───── SELECTED EXCERPT ─────

Wednesday, February 27, 2:15 p.m.
Presentation by Drs. Kimberly Cook and Saundra Westervelt
Room 114, Belk Library and Information Commons
Dr. Kimberly Cook, professor and chair of the Department of Sociology and Criminal Justice at the University of North Carolina Wilmington, and Dr. Saundra Westervelt, associate professor in the Department of Sociology at the University of North Carolina Greensboro, will present a talk on Life After Death Row: Recovering from a Wrongful Capital Conviction.
Cook is the author of Divided Passions: Public Opinions on Abortion and Death Penalty, and her current research interests are wrongful convictions in capital cases, shelters for battered women and restorative justice in communities.
Westervelt teaches primarily within the criminology concentration available to students in the sociology major. Her teaching interests lie in the general areas of criminology and the sociology of law. Her early work focused on the extra-legal factors that influence the development and acceptance of new criminal defense strategies in court. However, she has more recently turned her attention to examining the causes and consequences of wrongful convictions. At present, she is engaged in a long-term study of individuals who have been wrongly convicted and released from death row across the United States. She is particularly interested in the consequences such experiences have for the individuals who have suffered this fate, i.e., what "life after exoneration" is like. This research involves personal interviews with those individuals who have been wrongly convicted and exonerated.

───── RECORD SET ─────

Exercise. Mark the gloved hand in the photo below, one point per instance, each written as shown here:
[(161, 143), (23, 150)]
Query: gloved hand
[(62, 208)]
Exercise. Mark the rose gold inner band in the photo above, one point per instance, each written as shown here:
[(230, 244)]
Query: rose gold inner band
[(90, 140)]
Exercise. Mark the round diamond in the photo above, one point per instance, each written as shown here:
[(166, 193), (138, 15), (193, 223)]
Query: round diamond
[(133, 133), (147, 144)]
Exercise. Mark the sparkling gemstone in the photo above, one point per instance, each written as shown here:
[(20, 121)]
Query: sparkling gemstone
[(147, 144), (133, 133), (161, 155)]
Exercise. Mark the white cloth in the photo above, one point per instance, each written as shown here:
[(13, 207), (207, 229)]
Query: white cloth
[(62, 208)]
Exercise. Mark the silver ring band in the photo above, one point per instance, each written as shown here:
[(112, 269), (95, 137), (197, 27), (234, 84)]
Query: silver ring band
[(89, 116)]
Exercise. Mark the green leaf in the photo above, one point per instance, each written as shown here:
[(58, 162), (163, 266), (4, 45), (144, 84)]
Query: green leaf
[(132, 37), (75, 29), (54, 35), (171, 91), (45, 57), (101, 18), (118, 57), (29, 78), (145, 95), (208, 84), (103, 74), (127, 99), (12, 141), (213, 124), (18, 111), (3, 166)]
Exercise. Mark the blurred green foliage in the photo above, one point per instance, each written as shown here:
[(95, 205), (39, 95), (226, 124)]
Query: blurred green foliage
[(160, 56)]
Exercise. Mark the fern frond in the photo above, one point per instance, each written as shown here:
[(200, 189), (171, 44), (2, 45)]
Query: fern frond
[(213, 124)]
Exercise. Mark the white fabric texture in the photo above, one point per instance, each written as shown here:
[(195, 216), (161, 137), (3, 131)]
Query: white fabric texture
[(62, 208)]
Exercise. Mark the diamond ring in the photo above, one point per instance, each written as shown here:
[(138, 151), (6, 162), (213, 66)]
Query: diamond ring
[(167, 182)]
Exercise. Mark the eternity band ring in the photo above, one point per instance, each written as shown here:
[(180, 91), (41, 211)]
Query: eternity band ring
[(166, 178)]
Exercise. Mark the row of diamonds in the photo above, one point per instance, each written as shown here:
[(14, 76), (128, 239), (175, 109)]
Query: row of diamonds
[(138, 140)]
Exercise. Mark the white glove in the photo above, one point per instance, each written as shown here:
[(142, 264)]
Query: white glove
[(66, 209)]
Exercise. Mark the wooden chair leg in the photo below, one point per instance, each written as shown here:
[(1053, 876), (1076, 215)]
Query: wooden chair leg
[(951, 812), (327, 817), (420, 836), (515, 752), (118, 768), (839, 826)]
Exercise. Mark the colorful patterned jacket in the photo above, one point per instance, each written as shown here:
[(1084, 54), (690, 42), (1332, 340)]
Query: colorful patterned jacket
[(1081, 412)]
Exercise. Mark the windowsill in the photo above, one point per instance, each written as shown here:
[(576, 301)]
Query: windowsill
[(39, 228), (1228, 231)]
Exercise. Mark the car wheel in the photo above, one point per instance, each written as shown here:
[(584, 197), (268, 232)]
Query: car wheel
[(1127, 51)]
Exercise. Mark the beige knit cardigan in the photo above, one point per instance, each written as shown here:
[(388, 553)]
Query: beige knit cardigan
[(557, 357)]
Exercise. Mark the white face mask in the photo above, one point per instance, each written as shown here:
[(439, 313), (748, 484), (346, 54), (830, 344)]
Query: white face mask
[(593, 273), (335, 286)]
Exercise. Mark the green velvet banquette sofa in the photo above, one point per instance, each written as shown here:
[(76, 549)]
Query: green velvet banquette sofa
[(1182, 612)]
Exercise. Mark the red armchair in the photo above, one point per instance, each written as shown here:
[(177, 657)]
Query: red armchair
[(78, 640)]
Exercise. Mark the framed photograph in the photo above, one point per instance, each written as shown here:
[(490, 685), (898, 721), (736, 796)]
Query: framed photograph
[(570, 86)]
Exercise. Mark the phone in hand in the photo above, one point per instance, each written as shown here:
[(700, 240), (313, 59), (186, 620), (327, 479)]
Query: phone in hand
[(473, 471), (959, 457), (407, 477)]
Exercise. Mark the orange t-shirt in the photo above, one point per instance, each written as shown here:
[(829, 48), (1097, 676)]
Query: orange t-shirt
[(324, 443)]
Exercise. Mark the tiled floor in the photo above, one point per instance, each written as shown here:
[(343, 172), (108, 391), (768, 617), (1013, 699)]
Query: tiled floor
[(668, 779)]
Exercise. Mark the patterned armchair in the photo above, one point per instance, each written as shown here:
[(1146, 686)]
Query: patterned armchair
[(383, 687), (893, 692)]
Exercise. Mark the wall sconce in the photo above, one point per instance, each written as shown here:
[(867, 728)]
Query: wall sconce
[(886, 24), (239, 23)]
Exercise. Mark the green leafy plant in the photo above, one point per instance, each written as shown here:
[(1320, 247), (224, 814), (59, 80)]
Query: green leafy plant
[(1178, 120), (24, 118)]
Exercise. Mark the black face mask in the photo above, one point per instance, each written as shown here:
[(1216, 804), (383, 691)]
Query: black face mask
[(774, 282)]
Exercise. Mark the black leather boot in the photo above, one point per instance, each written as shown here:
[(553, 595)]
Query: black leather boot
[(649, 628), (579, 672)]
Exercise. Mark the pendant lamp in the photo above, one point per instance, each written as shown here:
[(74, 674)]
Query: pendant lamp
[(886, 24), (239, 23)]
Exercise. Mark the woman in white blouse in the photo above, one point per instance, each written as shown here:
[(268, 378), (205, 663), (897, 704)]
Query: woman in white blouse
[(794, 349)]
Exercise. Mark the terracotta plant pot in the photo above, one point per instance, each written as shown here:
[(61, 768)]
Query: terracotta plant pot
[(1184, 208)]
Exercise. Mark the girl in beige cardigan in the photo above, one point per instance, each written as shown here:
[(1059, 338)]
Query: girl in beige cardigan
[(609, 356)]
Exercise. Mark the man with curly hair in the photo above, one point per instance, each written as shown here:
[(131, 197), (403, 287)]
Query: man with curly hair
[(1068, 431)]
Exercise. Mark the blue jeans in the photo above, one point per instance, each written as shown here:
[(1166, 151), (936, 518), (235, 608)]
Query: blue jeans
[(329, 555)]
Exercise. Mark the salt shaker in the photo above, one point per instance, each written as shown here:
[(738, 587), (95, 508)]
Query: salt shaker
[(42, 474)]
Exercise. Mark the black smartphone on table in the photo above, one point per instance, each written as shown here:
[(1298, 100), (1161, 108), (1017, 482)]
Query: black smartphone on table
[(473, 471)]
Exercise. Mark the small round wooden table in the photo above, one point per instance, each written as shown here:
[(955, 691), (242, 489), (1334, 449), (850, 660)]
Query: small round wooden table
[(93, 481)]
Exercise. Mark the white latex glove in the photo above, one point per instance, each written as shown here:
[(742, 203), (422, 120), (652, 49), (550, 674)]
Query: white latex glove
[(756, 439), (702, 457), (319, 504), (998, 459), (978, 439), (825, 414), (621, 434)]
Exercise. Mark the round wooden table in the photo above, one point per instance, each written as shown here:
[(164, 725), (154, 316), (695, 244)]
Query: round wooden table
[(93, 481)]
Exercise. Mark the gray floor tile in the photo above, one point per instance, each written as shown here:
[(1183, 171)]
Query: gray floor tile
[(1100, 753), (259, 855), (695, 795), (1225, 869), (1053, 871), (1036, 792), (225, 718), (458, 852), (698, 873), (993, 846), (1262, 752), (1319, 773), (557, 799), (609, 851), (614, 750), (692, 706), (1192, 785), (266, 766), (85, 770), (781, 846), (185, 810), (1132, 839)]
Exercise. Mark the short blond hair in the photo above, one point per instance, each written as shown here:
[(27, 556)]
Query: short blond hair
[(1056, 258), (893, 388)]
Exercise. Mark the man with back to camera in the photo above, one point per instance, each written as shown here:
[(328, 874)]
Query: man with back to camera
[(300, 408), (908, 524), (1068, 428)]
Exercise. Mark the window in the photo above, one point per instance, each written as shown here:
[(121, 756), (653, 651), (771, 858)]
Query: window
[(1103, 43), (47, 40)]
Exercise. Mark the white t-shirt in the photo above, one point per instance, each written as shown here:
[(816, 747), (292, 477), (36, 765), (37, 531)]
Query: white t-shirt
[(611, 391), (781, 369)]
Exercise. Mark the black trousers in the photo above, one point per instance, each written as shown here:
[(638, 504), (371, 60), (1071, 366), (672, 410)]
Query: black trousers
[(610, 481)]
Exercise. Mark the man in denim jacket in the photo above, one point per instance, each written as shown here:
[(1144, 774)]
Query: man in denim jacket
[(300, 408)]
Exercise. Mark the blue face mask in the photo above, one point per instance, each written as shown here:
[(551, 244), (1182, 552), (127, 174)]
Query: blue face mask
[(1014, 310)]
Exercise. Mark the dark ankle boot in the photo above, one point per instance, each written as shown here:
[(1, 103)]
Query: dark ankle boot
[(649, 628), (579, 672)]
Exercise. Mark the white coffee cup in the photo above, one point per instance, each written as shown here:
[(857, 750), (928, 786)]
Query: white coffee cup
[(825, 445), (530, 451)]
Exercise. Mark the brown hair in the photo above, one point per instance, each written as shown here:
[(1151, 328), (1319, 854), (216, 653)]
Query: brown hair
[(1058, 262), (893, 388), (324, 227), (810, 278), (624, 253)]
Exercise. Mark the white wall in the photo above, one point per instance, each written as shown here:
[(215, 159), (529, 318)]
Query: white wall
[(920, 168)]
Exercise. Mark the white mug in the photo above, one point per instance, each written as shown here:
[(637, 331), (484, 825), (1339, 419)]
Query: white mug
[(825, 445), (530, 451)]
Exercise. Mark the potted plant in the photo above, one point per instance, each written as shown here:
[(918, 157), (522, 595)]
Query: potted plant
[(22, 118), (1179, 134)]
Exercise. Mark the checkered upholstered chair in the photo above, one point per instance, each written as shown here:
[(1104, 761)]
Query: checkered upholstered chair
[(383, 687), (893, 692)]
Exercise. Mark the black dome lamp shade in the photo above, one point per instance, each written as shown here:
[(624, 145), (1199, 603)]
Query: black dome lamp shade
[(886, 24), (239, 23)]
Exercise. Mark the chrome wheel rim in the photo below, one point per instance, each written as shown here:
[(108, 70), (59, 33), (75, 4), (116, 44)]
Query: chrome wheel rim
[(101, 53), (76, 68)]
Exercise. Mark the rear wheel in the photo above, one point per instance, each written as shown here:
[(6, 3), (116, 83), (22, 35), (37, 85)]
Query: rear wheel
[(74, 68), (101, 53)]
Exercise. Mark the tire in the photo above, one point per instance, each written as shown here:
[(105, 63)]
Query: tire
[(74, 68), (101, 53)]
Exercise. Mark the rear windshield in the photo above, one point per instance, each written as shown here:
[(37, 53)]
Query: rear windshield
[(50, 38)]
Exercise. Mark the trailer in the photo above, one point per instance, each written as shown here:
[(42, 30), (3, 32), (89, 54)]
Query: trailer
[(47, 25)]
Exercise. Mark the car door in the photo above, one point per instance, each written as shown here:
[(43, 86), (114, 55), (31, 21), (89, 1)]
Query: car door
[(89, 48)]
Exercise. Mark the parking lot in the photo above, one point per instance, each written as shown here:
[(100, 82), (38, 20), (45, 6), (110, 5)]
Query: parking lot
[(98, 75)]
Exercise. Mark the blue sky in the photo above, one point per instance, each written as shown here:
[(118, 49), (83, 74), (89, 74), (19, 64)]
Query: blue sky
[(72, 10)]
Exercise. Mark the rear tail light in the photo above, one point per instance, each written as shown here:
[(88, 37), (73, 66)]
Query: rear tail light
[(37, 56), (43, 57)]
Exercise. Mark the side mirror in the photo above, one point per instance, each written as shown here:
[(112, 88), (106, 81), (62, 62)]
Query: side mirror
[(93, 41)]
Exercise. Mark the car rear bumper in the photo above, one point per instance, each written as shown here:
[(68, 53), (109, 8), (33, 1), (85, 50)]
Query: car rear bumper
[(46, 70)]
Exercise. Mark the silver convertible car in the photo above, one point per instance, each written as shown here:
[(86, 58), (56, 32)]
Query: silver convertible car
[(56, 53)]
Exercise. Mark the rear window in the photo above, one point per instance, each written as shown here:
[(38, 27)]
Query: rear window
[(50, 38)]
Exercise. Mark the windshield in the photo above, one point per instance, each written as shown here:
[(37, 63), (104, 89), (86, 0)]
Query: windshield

─────

TASK LIST
1: In the announcement of the talk on life after death row, render this sentence in Spanish: "Her teaching interests lie in the general areas of criminology and the sociology of law."
2: According to the announcement of the talk on life after death row, in which room and building will the presentation take place?
3: Carry on the announcement of the talk on life after death row from the point where it stops.

ANSWERS
1: Sus intereses docentes se sitúan en las áreas generales de la criminología y la sociología del derecho.

2: Room 114, Belk Library and Information Commons.

3:
Friday, February 29, 6:30 p.m.
Documentary film: After Innocence
Room 114, Belk Library and Information Commons
The 2005 winner of the Sundance Film Festival Special Jury Prize, After Innocence tells the story of seven innocent men—including a police officer, an army sergeant and a young father—wrongfully imprisoned for decades and then released after DNA evidence proved their innocence.
The film examines how the men were thrust back into society with little or no support from the system that put them behind bars. While the public views exonerations as success stories—wrongs that have been righted—After Innocence shows that the human toll of wrongful imprisonment can last far longer than the sentences served. The movie addresses the question of compensation after wrongful imprisonment. Unlike paroled prisoners, who have a network of social services to help them reenter society, the exonerated receive little guidance or support. What does society owe these people for what they lost, not only in wages and career opportunities, but also as compensation for their suffering and humiliation?
The film raises basic questions about human rights and society's moral obligation to the innocent and spotlights the flaws in the criminal justice system that lead to wrongful conviction of the innocent.
The film, written by Jessica Sanders and Marc Simon, was made in collaboration with the Innocence Project, a nonprofit legal clinic founded in 1992 at the Benjamin N. Cardozo School of Law in Manhattan. The clinic only handles only cases in which post-conviction DNA testing can yield conclusive proof of innocence. Its work has helped exonerate more than 160 people, and the center’s lawyers estimate that DNA testing could free thousands more.
According to an LA Times review, After Innocence is “even-handed but quietly devastating.”
Tuesday through Saturday, March 4 to 8, 8:00 p.m.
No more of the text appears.